_Exercise aim_
Answer these questions about the Boston Marathon piece:
1. On which street was the writer's former office?
2. Which Red Sox game would the writer often attend with their wife?
3. Why does the writer dabble with running?

_Page extract_
[Start of Attachment]

Three years ago this week, I was pumped. I was up early, enjoying coffee and reading the sports pages. I was catching up on the over night baseball scores, reading Boston Bruins playoff preview stories, checking the season recap for the Celtics and plowing through Patriots roster transactions.
The other sport on my mind was the Boston Marathon. You see, I'm not a runner, never have been and probably never will be. Running is something I dabble with if only to lose my beer gut.
The Marathon, however, is a special event for my beloved city of Boston. I have spent many hours at the finish line, whether it was in my former office on Boylston Street or as a spectator, there's something magical about the day. The pulse of the city is a little faster that day. The kindness you experience is different than any other day. The people you meet are from all edges of the world. If you haven't experienced a Marathon Monday, you must add it to your bucket list.
I'd often go to the 11am Red Sox game with my wife, walk down Comm Ave to Boylston Street from Kemore Square. That walk, in itself, has its magestical accents, especially when the weather is spring-like and the city is turning green after a cold grey winter.
So back to three years ago...

[End of Attachment]

_Referring expression pointing data_

[Start of Attachment]

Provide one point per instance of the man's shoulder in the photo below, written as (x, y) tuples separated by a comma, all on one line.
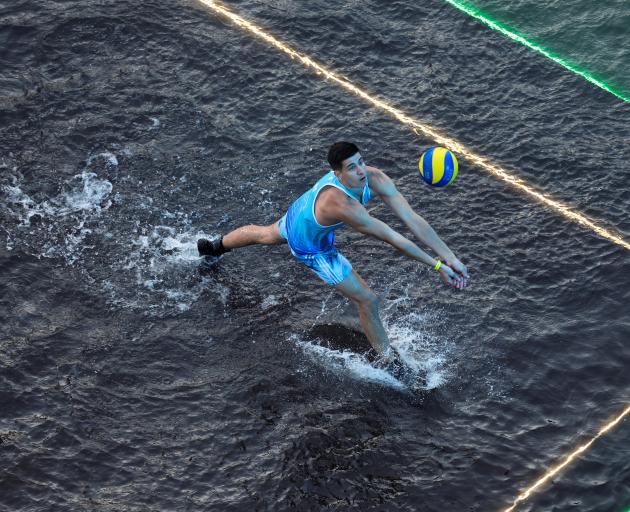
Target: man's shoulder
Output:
[(379, 181)]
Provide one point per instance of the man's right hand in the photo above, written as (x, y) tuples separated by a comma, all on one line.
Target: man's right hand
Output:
[(449, 276)]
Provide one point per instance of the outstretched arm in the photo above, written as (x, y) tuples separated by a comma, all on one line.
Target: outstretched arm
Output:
[(386, 188), (355, 215)]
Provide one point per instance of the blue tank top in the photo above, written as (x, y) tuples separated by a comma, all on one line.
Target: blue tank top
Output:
[(304, 234)]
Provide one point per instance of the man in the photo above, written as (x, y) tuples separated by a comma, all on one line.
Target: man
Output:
[(336, 199)]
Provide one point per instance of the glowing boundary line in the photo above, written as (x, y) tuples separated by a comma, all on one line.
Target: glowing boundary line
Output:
[(562, 208), (587, 75), (567, 460), (457, 147)]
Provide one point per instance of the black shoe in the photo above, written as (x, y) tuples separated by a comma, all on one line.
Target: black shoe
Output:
[(211, 247)]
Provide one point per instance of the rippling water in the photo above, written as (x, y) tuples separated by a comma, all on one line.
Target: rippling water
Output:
[(132, 379), (589, 34)]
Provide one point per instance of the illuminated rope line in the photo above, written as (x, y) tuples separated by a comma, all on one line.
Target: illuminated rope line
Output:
[(457, 147), (567, 460), (418, 127), (479, 15)]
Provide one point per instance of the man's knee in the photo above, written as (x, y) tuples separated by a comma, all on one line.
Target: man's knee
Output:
[(369, 300)]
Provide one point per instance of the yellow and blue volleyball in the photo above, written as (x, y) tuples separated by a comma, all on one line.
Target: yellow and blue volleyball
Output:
[(438, 167)]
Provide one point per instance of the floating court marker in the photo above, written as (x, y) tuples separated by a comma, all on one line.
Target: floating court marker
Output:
[(566, 461), (418, 127), (502, 29)]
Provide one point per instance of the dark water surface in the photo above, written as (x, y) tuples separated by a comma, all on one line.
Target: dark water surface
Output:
[(134, 380), (592, 35)]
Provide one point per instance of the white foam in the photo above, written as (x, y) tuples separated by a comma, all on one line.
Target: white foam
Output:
[(426, 354), (347, 363), (269, 302)]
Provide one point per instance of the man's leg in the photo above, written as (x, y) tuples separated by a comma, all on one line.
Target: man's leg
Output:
[(252, 234), (358, 291)]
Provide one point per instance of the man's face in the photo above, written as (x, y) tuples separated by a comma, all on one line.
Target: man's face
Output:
[(353, 171)]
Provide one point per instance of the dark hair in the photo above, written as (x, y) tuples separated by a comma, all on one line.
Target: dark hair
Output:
[(339, 151)]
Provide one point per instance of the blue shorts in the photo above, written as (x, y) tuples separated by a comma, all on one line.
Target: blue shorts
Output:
[(331, 266)]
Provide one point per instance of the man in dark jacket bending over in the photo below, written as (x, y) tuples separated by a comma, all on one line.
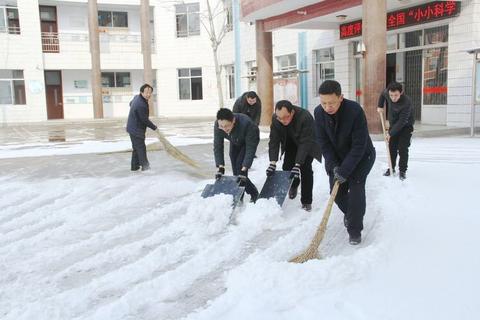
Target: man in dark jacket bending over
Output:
[(401, 119), (137, 125), (244, 137), (348, 151), (293, 129), (249, 103)]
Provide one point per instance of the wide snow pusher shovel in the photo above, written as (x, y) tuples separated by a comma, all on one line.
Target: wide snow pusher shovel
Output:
[(312, 250)]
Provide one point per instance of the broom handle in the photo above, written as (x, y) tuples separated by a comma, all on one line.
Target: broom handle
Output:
[(326, 215), (386, 144)]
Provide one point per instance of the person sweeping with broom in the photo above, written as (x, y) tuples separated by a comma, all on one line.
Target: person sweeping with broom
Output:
[(342, 133)]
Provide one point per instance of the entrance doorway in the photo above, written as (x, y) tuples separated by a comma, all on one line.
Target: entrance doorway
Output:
[(54, 92)]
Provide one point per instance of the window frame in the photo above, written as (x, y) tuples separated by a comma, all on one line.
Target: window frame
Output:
[(8, 26), (188, 12), (319, 67), (11, 81), (111, 25), (189, 77), (115, 74)]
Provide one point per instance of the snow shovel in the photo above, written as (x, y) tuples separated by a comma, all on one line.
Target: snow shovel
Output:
[(386, 144), (312, 250)]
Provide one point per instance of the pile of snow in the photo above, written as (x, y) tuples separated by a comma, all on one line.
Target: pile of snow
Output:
[(147, 246)]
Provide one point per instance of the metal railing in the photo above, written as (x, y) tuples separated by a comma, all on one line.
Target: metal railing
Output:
[(54, 42), (10, 30)]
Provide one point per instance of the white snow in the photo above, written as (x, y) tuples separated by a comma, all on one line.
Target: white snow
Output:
[(147, 246)]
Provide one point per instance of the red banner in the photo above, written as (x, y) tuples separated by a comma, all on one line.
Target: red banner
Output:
[(424, 13)]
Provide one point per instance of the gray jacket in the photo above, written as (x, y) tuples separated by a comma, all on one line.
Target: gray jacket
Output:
[(244, 132)]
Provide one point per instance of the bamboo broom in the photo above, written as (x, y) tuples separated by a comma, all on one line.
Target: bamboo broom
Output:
[(312, 250), (174, 152)]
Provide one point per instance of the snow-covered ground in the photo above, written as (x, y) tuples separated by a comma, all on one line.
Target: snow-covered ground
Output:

[End of Attachment]

_Exercise solution_
1. Boylston Street
2. The 11am game
3. To lose a beer gut